**What is expected**
Once you have located the line containing "Question: In the picture above, for every instance of the ground" in the material below, return it exactly along with each line after it through the line containing "Target: ground beef piece".

───

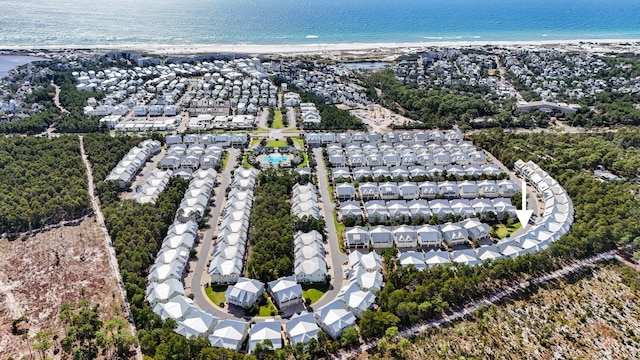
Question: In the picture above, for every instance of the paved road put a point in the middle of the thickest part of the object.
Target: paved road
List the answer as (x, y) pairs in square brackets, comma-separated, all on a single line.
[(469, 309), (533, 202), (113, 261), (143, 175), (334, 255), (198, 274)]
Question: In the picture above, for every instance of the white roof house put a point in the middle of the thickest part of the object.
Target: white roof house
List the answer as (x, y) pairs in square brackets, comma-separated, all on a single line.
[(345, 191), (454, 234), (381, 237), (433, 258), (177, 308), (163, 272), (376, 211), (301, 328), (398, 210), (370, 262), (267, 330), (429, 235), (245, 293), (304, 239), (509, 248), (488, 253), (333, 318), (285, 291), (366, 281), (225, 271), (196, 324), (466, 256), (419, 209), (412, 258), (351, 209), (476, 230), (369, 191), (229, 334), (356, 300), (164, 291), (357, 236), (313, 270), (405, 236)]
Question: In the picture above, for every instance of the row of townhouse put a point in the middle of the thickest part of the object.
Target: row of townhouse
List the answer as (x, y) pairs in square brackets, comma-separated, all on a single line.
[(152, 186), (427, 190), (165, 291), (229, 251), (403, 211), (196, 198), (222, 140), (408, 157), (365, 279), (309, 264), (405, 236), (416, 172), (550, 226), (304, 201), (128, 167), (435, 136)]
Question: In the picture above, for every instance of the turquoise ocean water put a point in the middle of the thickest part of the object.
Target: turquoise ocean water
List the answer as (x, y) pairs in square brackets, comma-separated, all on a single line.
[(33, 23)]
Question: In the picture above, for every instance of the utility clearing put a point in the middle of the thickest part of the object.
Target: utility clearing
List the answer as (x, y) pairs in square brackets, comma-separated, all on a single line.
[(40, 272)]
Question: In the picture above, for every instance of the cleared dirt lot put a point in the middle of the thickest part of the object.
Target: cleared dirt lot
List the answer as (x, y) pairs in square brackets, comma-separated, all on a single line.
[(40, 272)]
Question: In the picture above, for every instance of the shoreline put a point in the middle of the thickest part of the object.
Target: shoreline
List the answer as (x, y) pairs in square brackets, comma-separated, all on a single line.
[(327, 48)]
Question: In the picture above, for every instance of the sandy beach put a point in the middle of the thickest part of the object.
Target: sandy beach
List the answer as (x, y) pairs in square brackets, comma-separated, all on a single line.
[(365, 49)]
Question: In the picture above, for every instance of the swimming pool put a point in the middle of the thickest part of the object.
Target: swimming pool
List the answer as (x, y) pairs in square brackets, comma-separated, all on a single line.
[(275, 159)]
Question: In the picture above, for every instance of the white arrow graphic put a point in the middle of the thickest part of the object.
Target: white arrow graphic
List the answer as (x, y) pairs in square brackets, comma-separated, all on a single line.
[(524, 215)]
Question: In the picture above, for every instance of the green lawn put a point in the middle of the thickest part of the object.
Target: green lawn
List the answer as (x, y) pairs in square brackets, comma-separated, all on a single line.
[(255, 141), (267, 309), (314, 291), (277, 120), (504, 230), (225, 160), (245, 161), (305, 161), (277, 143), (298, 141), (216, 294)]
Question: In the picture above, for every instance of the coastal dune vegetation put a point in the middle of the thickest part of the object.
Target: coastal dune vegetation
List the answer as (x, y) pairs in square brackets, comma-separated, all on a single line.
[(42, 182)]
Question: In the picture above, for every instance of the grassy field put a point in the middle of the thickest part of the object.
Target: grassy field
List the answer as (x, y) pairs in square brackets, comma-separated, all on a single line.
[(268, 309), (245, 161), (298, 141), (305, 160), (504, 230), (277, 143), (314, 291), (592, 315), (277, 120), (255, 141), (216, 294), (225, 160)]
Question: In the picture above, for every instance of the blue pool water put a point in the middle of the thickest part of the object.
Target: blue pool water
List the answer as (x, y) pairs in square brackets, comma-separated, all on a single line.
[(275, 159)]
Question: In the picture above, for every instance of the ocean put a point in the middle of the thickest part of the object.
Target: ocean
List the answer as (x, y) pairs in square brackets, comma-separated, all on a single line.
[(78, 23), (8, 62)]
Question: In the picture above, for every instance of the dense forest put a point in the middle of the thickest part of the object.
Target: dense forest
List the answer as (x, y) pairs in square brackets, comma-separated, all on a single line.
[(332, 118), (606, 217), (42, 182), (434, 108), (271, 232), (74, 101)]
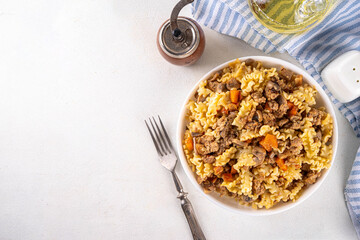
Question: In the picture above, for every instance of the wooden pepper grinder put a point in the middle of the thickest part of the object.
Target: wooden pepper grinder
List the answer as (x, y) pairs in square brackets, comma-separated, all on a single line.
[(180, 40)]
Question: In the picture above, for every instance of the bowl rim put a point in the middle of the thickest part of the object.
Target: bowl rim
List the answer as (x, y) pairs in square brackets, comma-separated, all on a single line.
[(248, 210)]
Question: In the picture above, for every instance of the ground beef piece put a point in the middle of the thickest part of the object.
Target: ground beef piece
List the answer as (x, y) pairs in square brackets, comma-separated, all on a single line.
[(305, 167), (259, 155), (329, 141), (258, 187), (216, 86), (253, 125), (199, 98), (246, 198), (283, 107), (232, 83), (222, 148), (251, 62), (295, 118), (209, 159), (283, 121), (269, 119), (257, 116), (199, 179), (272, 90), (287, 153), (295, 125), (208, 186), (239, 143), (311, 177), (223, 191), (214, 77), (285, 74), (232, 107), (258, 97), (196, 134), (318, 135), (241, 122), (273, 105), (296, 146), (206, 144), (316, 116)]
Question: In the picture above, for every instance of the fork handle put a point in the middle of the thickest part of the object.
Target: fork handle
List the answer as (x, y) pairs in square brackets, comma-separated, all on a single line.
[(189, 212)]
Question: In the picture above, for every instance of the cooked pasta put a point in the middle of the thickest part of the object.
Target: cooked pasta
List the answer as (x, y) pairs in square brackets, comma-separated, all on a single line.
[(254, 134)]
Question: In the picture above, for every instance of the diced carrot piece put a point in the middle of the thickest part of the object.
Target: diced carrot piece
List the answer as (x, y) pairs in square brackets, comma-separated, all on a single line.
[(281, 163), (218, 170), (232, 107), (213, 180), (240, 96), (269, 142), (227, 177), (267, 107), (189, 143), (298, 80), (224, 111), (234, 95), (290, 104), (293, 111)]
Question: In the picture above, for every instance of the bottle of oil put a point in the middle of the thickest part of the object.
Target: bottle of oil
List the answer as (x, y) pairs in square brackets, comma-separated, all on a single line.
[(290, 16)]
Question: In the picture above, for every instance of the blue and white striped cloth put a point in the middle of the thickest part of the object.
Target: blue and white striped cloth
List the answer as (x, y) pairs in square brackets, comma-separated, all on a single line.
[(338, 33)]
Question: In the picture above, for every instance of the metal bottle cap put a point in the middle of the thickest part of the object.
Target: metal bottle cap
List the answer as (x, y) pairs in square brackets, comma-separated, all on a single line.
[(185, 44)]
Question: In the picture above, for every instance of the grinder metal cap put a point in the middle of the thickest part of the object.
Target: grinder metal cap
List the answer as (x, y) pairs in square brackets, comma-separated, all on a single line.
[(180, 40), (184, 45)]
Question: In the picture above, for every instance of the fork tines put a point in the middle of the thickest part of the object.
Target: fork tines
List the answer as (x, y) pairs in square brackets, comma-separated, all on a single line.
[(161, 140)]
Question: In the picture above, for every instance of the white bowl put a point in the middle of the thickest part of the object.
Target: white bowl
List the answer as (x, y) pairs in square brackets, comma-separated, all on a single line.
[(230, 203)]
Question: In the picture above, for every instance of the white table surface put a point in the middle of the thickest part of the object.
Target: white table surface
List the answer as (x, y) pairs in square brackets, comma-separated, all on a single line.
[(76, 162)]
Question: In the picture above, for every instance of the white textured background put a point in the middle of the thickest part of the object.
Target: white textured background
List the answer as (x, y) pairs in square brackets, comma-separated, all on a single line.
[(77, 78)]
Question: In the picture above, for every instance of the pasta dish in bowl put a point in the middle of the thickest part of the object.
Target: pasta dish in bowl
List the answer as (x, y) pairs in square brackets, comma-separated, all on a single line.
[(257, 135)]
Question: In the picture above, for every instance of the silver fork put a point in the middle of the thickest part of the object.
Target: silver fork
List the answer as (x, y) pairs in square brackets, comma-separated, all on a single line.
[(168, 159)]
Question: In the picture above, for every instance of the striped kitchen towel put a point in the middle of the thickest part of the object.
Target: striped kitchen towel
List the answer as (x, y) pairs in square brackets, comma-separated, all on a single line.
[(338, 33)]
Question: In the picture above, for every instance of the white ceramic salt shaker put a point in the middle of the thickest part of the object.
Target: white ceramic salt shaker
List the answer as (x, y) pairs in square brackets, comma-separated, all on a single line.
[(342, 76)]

───

**Solution for this task**
Question: In the picture above, for every instance of the ground beef piece put a point in the middle of the thickest part of the object.
Target: ground beef piece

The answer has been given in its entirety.